[Raw records]
** START **
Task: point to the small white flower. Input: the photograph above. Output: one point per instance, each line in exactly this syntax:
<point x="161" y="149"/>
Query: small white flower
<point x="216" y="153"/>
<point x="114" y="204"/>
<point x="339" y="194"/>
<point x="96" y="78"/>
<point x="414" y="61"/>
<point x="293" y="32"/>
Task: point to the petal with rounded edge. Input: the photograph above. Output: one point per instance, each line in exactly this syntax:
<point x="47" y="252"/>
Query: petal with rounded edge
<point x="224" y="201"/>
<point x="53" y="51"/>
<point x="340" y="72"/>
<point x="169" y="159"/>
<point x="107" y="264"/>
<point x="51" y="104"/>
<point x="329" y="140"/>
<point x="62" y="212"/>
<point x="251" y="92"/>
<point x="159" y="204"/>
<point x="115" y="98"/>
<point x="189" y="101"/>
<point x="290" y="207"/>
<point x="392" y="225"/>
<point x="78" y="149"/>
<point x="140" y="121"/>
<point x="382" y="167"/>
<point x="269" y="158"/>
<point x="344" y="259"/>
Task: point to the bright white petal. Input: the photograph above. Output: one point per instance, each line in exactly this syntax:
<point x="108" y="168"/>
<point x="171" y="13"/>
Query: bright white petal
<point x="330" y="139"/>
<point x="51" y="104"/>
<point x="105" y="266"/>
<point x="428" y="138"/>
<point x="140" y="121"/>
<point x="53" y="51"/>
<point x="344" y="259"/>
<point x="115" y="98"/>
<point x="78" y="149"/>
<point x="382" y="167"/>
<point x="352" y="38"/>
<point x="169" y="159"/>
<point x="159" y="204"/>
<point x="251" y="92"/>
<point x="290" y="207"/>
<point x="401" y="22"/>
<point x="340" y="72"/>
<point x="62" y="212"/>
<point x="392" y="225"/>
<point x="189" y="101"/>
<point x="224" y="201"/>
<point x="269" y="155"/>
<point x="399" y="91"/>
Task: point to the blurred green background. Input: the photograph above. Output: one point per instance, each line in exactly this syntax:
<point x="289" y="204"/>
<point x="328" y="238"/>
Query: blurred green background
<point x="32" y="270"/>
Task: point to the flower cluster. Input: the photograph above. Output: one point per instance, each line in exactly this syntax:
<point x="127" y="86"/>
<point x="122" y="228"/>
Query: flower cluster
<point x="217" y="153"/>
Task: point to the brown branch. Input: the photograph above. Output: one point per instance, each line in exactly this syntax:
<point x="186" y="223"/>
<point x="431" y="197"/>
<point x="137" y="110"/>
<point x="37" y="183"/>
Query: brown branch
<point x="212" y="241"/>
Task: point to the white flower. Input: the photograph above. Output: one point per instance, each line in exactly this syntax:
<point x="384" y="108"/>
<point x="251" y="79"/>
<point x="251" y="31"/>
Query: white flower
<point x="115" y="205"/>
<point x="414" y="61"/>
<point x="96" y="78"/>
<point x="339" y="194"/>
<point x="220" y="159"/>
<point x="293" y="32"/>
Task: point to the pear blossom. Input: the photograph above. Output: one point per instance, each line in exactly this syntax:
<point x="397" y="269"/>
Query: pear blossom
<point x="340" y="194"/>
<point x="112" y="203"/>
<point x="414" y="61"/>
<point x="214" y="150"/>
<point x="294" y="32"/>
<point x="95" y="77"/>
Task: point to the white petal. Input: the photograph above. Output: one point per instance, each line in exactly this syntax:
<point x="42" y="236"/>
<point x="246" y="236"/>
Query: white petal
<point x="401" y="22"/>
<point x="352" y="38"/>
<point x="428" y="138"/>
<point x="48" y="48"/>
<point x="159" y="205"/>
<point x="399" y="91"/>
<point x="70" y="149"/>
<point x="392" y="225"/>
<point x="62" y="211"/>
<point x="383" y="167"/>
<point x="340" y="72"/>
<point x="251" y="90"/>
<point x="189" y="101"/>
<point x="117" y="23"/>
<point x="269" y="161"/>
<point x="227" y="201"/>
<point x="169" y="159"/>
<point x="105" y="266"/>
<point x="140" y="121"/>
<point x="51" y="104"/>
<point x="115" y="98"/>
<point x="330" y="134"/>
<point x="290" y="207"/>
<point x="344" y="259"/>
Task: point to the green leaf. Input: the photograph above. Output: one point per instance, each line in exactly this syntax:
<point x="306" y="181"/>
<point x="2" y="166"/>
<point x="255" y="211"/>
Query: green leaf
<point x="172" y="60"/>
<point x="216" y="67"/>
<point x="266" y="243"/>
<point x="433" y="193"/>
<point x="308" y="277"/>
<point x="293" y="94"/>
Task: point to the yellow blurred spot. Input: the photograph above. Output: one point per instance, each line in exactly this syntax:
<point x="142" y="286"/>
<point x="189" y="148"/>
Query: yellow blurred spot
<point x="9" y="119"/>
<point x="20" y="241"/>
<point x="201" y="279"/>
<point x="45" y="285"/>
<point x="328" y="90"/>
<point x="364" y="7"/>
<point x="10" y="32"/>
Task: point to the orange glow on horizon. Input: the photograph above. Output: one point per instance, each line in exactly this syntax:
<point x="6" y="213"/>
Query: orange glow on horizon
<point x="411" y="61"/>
** END **
Stated problem: Extract the lines above from the one containing "Task: point to the green" to the last line, both included, exactly as written.

Solution to this problem:
Task: point to the green leaf. Input: the photograph above. Output: one point per instance, each line in exactly this syntax:
<point x="306" y="181"/>
<point x="2" y="166"/>
<point x="255" y="211"/>
Query: green leaf
<point x="172" y="60"/>
<point x="216" y="67"/>
<point x="266" y="243"/>
<point x="433" y="193"/>
<point x="308" y="277"/>
<point x="293" y="94"/>
Task: point to the yellow blurred spot. Input: the photograph above. Output: one point per instance, each line in exactly this syntax:
<point x="142" y="286"/>
<point x="189" y="148"/>
Query: yellow blurred spot
<point x="9" y="119"/>
<point x="20" y="241"/>
<point x="201" y="279"/>
<point x="45" y="285"/>
<point x="328" y="90"/>
<point x="364" y="7"/>
<point x="10" y="32"/>
Task: point to the orange glow on horizon. Input: the photograph above. Output: one point per instance, each line in exactly this syntax:
<point x="6" y="213"/>
Query: orange glow on horizon
<point x="411" y="61"/>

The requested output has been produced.